Set problem: Change every "keyhole arch doorway" in the records below to "horseshoe arch doorway" and keep everything else the same. Leave out the pictures when you give the records back.

Provided material:

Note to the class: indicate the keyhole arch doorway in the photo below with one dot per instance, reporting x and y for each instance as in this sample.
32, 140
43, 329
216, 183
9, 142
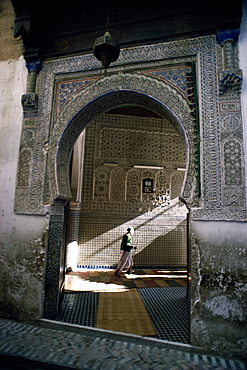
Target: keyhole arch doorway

Complete answer:
Note to the class: indicate the horseshoe arch doorway in the photo below with one dot per instance, reporting x and y for each instance as in this sample.
32, 140
43, 329
216, 183
9, 142
Target: horseshoe arch doorway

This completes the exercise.